# [What you need to do]
Render the following material again verbatim, leaving nothing out.

# [Task input]
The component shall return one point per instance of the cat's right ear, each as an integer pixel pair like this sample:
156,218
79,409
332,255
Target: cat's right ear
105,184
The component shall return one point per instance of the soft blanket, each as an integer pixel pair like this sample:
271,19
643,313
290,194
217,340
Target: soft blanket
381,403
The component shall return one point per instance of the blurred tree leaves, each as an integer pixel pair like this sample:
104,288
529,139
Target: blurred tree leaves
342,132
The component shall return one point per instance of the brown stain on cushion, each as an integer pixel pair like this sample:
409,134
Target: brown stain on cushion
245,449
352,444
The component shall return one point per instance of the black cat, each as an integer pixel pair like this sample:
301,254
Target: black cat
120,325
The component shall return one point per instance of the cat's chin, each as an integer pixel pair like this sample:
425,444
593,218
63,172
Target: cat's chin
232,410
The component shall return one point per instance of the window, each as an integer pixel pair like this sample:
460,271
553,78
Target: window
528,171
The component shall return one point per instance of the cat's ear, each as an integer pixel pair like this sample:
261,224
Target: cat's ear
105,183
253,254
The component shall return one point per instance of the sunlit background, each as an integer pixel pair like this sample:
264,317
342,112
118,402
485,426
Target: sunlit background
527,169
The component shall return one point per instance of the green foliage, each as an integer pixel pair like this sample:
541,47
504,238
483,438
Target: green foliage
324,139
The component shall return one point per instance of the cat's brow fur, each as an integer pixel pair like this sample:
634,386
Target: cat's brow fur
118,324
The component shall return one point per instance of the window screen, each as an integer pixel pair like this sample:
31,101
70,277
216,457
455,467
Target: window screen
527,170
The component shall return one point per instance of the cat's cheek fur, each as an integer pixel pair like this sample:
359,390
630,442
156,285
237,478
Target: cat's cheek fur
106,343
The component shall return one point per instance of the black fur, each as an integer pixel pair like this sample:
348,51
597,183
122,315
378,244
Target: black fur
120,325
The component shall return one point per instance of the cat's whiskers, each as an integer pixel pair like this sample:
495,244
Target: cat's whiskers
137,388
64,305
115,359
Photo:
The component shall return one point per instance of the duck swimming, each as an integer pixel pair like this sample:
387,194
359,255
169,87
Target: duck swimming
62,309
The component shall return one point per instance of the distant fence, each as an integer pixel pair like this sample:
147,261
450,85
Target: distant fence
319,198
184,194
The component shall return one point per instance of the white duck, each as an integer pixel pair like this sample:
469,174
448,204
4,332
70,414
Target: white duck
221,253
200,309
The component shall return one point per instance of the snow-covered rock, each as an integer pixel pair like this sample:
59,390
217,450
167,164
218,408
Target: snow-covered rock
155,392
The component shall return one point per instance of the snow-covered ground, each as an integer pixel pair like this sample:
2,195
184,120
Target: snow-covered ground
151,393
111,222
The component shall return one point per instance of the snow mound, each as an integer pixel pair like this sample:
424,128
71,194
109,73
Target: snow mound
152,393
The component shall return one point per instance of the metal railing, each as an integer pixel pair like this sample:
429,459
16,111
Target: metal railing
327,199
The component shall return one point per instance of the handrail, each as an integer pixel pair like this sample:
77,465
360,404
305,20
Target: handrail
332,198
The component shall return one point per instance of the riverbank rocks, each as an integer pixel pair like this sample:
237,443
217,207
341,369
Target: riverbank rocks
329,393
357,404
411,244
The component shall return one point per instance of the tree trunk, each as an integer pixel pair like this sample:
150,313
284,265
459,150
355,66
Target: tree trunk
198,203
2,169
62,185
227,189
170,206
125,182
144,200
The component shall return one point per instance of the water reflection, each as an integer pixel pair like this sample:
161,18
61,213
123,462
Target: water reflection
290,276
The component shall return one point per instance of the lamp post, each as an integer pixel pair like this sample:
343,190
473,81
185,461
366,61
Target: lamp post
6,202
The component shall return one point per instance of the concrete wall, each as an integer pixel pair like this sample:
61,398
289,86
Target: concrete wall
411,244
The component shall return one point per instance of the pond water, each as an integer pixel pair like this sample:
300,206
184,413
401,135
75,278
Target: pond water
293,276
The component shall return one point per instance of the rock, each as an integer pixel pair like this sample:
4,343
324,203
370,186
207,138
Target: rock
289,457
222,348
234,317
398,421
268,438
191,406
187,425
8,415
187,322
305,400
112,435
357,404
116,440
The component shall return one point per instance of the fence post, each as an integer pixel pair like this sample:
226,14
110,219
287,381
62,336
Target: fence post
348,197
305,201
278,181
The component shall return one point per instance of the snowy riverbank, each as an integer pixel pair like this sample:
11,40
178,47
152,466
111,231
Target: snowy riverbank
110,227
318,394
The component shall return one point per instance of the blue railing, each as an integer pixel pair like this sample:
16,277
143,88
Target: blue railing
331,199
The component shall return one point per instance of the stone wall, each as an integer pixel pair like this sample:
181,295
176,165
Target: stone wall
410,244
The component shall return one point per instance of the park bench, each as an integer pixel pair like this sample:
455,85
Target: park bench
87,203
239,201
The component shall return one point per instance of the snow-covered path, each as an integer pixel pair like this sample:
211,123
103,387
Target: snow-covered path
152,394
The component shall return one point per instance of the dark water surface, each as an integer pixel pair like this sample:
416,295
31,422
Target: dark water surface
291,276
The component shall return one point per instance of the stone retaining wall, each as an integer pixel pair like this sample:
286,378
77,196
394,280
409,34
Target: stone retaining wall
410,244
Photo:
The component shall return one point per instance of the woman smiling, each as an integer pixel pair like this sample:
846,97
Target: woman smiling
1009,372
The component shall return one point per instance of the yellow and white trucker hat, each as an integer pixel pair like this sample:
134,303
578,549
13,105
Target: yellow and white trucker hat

# [Written response]
The component shall return one point per instance of the cat's right ear, each as an integer pixel pair like this sample:
156,218
79,409
332,255
Target: cat's right ear
105,184
The component shall return one point per instance of the soft blanket, each as an integer pixel pair like this sample:
271,19
643,313
290,194
217,340
Target: soft blanket
381,403
The component shall return one point per instance of the blurred tree leaves, each as an integer pixel pair like this sample:
104,288
529,139
Target: blurred tree leaves
342,132
The component shall return one point per instance of the brown stain on cushion, each as an integer pixel pair like this sample:
409,134
Target: brown stain on cushion
245,449
352,444
The component shall return one point per instance of the black cat, each as an integer pixel pair like this sample:
301,254
Target: black cat
120,325
The component shall return one point per instance of the cat's chin, each as an integer pixel pair like this sample:
425,444
593,218
63,172
Target: cat's chin
232,410
The component shall return one point per instance of the window, each as an integer pixel pair like this sample:
460,271
553,78
Target: window
528,171
The component shall return one point per instance of the cat's ear, each as an integer pixel pair like this sample:
261,224
Target: cat's ear
105,183
253,254
The component shall return one point per instance of the sunlit background, each as an integer pixel pair like this sample:
264,317
342,112
118,402
485,426
Target: sunlit background
527,169
The component shall return one point per instance of the green foliage, each as an integer pixel pair like this sample:
541,47
504,238
483,438
Target: green foliage
324,139
The component shall return one point per instance of the cat's brow fur, each as an integer pixel pair like this sample:
634,386
Target: cat's brow fur
118,324
The component shall return one point per instance of the window screen, each as an integer pixel pair like this sample:
31,101
70,277
216,457
455,467
Target: window screen
527,170
The component shall return one point per instance of the cat's cheek fur, each as an integer pixel pair like this sample:
359,390
630,442
156,285
237,478
Target: cat's cheek fur
106,343
The component shall return one point per instance of the black fur, each as an integer pixel pair like this sample:
348,51
597,183
122,315
378,244
Target: black fur
120,325
The component shall return one point per instance of the cat's whiskers, each as an integer pixel pair like this sample:
495,244
Target: cat's whiskers
137,388
64,305
115,359
Photo:
The component shall return one point per instance of the duck swimming, each as an integer pixel pair like this sample:
387,194
359,255
169,87
Target: duck swimming
62,309
The component shall return one point per instance of the distant fence, each as an integer pixel pair like this sample:
147,261
450,85
Target: distant fence
319,198
184,194
The component shall return one point per instance of the white duck, each as an integer pixel pair like this sample:
469,174
448,204
4,332
70,414
Target: white duck
221,253
200,309
The component shall return one point per instance of the snow-covered rock, each as an integer pixel pair like this sample:
59,390
217,450
167,164
218,408
Target: snow-covered rock
155,392
The component shall return one point per instance of the snow-covered ground, each as an integer pixel pair like this sample:
2,195
184,120
Target: snow-covered ground
151,393
111,222
The component shall return one point per instance of the snow mound, each as an integer pixel pair like this sample:
424,128
71,194
109,73
Target: snow mound
152,393
The component shall return one point per instance of the metal railing, each as an integer pixel pair like this sample:
429,459
16,111
Target: metal railing
327,199
The component shall return one point per instance of the handrail, each as an integer pixel pair like this sample:
77,465
360,404
305,20
Target: handrail
332,198
The component shall return one point per instance of the riverbank rocks, each as an integer pixel pair like this sample:
237,443
217,207
341,369
Target: riverbank rocks
329,393
357,404
411,244
The component shall return one point per instance of the tree trunk, each as an integer pixel pair like this sample:
150,313
284,265
459,150
355,66
Target: tree trunk
198,203
2,169
62,185
227,189
170,206
125,182
144,200
The component shall return one point per instance of the water reflection, each as an integer pixel pair like this sample:
161,18
61,213
123,462
Target: water reflection
290,276
The component shall return one point per instance of the lamp post, each as an integer pixel pair like this sample:
343,190
473,81
185,461
366,61
Target: lamp post
6,202
The component shall return one point per instance of the concrete wall, each as an integer pixel pair like this sample:
61,398
289,86
Target: concrete wall
411,244
The component shall return one point per instance of the pond water, each as an integer pixel pair like this sample:
300,206
184,413
401,135
75,278
Target: pond water
293,276
The component shall return one point per instance of the rock, each as an integer pixel pair like this sample:
4,343
324,203
370,186
207,138
Target: rock
289,457
222,348
234,317
398,421
268,438
191,406
187,425
8,415
187,322
305,400
112,435
357,404
116,440
The component shall return one point per instance of the fence post, each as an integer pixel pair like this sample:
226,14
110,219
287,381
62,336
Target: fence post
348,197
305,201
278,181
The component shall return one point per instance of the snowy riverbank, each as an integer pixel pair like this sample:
11,40
178,47
152,466
111,231
Target: snowy riverbank
110,227
318,394
The component shall return one point per instance of the blue railing, each as an integer pixel pair like this sample:
16,277
143,88
Target: blue railing
331,199
The component shall return one point per instance of the stone wall, each as an integer pixel pair like this sample:
181,295
176,165
Target: stone wall
410,244
The component shall return one point per instance of the park bench, each as an integer pixel pair like this sample:
455,85
Target: park bench
87,203
239,201
The component shall return one point per instance of the snow-covered path, each as an integer pixel pair like this sample:
211,123
103,387
Target: snow-covered path
152,394
The component shall return one point per instance of the dark water surface, each as an integer pixel pair like this sample:
416,295
31,422
Target: dark water surface
291,276
The component shall return one point per instance of the stone retaining wall, each as an integer pixel pair like this sample:
286,378
77,196
394,280
409,34
Target: stone retaining wall
410,244
Photo:
The component shall return one point per instance of the woman smiling, each as an integer pixel pair like this sample:
846,97
Target: woman smiling
1009,372
The component shall return one point per instance of the yellow and white trucker hat, each as an integer pixel pair like this sample:
134,303
578,549
13,105
Target: yellow and white trucker hat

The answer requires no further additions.